___ Records shown ___

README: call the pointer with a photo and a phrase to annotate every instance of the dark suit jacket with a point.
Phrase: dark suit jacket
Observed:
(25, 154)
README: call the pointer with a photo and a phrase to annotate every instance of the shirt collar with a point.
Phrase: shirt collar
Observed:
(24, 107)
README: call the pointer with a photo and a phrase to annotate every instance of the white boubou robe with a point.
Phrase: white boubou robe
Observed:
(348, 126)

___
___ Records shown ___

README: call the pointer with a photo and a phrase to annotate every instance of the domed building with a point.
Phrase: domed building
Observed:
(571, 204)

___
___ Records shown ___

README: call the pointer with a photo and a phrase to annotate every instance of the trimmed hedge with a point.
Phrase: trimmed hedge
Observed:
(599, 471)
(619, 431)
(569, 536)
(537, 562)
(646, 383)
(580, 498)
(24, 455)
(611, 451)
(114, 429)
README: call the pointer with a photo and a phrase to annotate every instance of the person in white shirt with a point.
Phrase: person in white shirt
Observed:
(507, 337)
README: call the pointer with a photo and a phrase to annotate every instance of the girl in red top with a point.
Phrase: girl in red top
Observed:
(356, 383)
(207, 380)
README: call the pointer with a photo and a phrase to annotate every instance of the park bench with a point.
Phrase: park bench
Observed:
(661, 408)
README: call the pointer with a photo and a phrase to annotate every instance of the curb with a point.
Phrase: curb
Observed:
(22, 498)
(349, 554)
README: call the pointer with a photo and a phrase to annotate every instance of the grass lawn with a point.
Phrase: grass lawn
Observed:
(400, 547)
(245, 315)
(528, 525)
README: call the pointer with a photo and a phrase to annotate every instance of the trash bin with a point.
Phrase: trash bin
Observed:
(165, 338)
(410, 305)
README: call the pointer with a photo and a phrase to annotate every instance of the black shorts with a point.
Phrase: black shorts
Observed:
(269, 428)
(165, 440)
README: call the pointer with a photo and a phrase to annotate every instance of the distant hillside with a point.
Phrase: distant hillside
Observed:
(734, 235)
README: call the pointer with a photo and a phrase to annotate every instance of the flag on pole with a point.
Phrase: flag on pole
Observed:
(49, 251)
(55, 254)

___

What you have to do.
If a line of the records contains the word "collar", count it; give only the total.

Response box.
2